* _Required action_
Skip the pictures. Repeat everything else in the records word for word.

* _Records for this exercise_

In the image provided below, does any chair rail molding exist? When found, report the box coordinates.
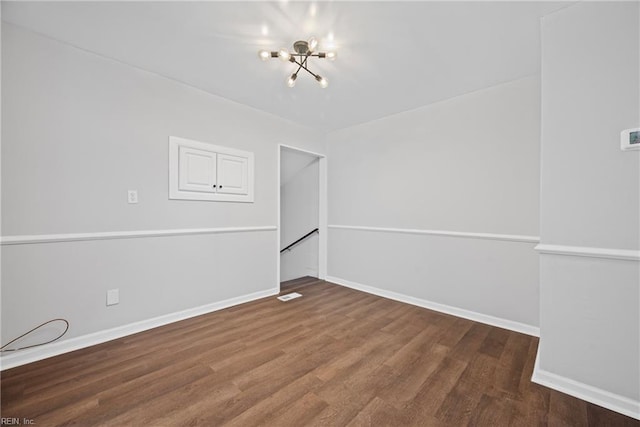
[328,224,539,244]
[0,226,277,246]
[535,244,640,261]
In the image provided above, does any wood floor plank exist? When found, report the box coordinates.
[32,397,100,427]
[549,389,590,426]
[345,396,412,427]
[435,316,476,349]
[478,326,511,359]
[223,372,323,426]
[382,324,439,369]
[467,393,517,426]
[199,366,320,425]
[312,330,393,383]
[2,280,637,426]
[392,355,468,422]
[434,353,497,425]
[57,363,214,426]
[310,366,398,426]
[99,375,241,427]
[378,342,450,407]
[586,403,640,427]
[517,337,552,425]
[494,332,532,399]
[447,322,493,361]
[266,392,328,426]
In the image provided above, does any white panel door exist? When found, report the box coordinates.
[178,146,217,193]
[217,154,248,195]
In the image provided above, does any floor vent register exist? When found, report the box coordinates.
[277,292,302,302]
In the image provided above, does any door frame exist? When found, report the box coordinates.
[277,144,327,290]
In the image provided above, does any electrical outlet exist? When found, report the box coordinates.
[127,190,138,204]
[107,289,119,306]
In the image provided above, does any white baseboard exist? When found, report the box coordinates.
[532,347,640,420]
[326,276,539,337]
[0,287,279,371]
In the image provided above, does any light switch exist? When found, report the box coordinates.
[107,289,119,306]
[127,190,138,204]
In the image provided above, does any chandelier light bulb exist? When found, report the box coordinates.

* _Result of this task_
In the image provided below, does any chair rail molding exist? When found, report the box coordinates.
[328,224,539,244]
[0,226,277,246]
[535,244,640,261]
In the image provided above, does any wood floor plank exist? When found, report the box coordinates.
[32,397,100,427]
[549,389,590,426]
[345,396,412,427]
[435,316,476,349]
[478,326,511,359]
[223,372,323,426]
[382,324,439,369]
[467,393,517,426]
[199,366,320,425]
[312,330,393,383]
[2,280,637,426]
[392,355,468,422]
[434,353,497,425]
[57,363,214,426]
[310,366,398,426]
[99,375,241,427]
[378,342,450,407]
[586,403,640,427]
[517,337,552,425]
[494,332,532,399]
[447,322,493,361]
[266,392,328,426]
In the image provided above, does any white panel door exist? When found, report the box coordinates.
[178,146,217,193]
[217,154,248,195]
In the image provided above, does any floor vent register exist? When found, report the box coordinates.
[277,292,302,302]
In the image provided above, does any door frame exist? When found, report the box coordinates.
[277,144,327,290]
In the image provided above, does any electrical outlet exist? When found, report the box coordinates.
[127,190,138,204]
[107,289,119,306]
In the image provided above, does any white baseboard exist? When found, report the box coordinates.
[532,347,640,420]
[326,276,539,337]
[0,287,279,371]
In the image provided above, does any light switch exist? When found, report the box coordinates.
[107,289,119,306]
[127,190,138,204]
In the image provided above, does any chandelier light bulb exist? When found, report the box coordinates.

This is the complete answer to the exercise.